- [Prompt]:
Count how many lines of the records below contain the string "gray", with case taken into account. State only the number.

- [Dataset content]:
>>>>>
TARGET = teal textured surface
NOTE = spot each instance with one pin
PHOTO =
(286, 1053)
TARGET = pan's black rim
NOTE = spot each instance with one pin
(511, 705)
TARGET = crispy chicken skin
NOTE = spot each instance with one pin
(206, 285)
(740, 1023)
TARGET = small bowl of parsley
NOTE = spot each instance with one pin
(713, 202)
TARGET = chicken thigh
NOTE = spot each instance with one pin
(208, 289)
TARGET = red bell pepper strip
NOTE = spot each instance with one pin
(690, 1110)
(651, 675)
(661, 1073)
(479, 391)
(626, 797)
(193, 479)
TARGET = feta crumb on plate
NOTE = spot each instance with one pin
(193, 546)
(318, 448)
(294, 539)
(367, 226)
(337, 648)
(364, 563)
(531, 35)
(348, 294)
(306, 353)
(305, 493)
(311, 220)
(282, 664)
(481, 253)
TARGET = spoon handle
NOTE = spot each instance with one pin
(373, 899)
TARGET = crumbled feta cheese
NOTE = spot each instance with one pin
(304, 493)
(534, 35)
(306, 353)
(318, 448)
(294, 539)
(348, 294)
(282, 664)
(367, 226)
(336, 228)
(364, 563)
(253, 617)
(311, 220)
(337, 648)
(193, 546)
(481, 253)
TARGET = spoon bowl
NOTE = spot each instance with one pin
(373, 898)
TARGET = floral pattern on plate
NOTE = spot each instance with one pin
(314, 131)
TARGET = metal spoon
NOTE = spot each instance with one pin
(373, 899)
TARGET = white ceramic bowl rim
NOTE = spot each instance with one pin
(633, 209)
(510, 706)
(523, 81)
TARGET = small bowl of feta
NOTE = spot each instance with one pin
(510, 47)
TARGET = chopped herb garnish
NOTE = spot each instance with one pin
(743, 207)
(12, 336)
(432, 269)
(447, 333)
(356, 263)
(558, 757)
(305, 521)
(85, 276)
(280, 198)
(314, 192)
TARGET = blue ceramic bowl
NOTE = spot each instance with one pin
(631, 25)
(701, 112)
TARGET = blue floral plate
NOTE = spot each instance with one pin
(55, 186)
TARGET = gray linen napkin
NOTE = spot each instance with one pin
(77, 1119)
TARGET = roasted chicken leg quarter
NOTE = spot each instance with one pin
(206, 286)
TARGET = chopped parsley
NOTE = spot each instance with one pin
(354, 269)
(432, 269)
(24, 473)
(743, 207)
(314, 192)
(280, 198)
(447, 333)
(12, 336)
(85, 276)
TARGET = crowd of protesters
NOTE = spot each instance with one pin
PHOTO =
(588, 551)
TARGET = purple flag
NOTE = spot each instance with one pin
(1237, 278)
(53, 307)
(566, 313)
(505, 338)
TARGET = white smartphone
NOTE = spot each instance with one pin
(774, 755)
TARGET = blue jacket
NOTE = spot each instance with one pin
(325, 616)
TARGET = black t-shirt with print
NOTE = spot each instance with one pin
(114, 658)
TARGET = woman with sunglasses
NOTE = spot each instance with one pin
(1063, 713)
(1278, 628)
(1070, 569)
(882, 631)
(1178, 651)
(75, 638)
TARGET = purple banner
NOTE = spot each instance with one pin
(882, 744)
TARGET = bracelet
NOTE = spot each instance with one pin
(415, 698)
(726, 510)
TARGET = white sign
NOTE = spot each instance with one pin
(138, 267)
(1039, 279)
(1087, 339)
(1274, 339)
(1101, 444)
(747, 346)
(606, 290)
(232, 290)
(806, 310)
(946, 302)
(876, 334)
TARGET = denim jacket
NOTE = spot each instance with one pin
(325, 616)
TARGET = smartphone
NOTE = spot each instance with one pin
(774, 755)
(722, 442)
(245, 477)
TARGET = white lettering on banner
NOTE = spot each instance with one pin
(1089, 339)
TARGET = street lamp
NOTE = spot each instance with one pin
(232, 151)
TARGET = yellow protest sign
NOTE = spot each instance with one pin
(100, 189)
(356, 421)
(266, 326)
<<<<<
>>>>>
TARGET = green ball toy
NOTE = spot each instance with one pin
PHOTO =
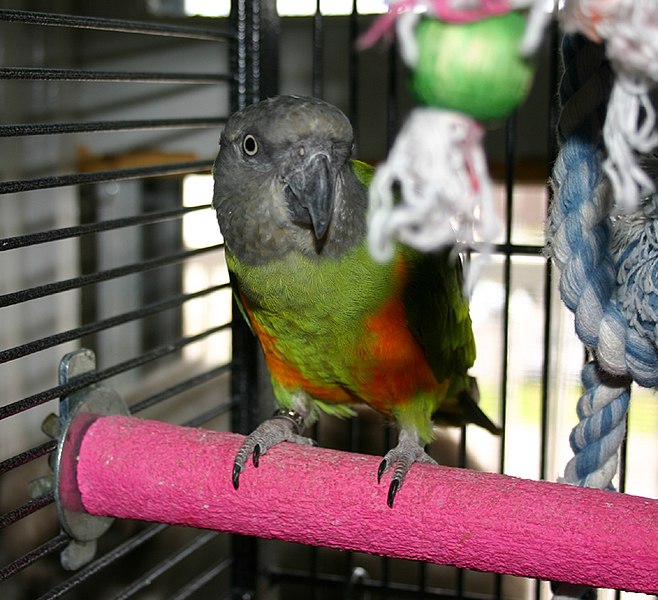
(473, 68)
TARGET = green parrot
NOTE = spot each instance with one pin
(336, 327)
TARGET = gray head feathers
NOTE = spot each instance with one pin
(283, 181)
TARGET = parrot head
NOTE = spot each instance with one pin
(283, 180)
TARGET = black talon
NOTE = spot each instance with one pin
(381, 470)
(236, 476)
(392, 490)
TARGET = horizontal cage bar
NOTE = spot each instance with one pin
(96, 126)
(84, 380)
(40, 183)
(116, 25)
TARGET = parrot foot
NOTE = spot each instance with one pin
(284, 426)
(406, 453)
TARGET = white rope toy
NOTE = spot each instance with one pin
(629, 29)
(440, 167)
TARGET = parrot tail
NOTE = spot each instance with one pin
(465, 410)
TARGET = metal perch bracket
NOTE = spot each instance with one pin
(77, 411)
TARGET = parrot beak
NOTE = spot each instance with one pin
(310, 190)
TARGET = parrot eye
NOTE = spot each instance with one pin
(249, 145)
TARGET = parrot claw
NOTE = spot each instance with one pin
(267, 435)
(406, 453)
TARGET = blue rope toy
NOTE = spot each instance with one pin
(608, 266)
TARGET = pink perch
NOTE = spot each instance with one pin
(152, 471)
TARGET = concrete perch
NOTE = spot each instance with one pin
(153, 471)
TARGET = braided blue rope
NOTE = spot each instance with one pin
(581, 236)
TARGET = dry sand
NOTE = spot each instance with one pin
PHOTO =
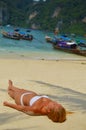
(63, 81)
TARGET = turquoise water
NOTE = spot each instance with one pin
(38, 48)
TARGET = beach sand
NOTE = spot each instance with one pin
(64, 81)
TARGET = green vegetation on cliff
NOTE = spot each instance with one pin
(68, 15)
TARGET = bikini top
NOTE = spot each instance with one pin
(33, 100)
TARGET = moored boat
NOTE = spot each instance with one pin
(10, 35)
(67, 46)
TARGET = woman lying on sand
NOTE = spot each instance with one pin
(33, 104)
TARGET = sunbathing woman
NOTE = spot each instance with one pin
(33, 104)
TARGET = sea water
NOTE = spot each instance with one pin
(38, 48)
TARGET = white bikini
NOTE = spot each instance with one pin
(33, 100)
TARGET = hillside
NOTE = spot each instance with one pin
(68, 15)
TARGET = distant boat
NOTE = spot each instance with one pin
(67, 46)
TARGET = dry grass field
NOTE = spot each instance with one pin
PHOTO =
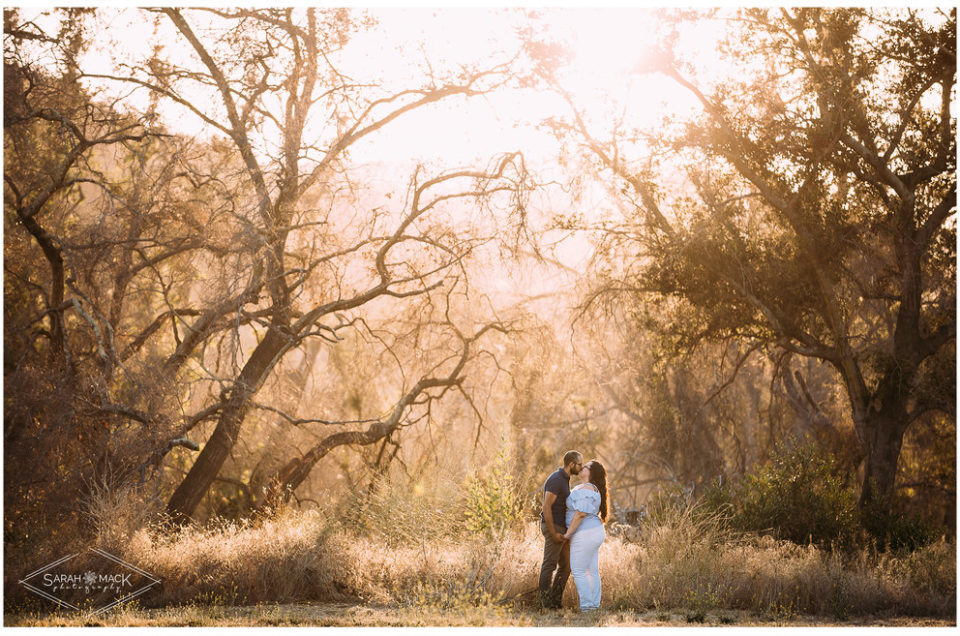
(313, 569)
<<<<<
>>>>>
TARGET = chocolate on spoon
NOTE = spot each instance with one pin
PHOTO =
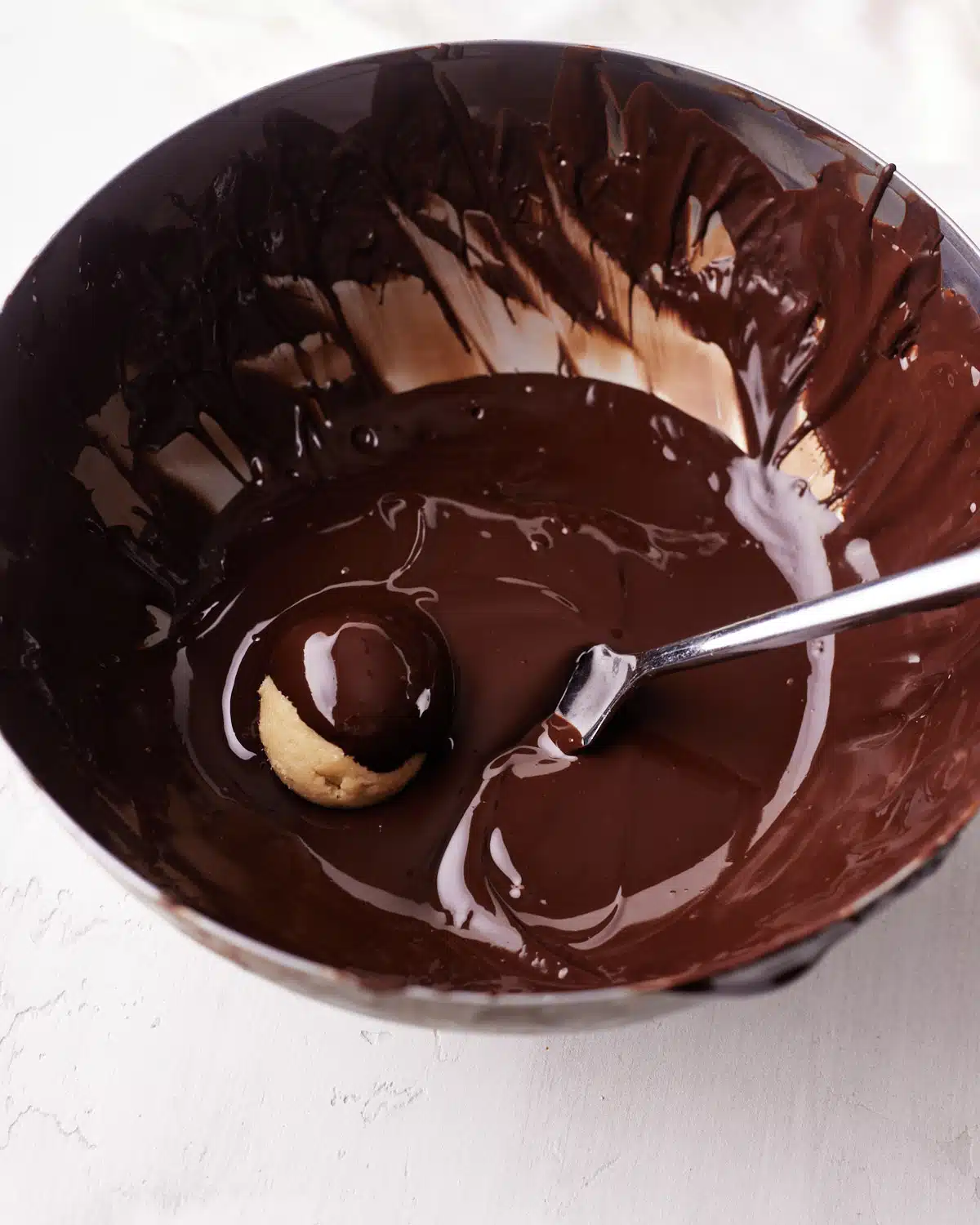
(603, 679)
<<<<<
- [Solution for this task]:
2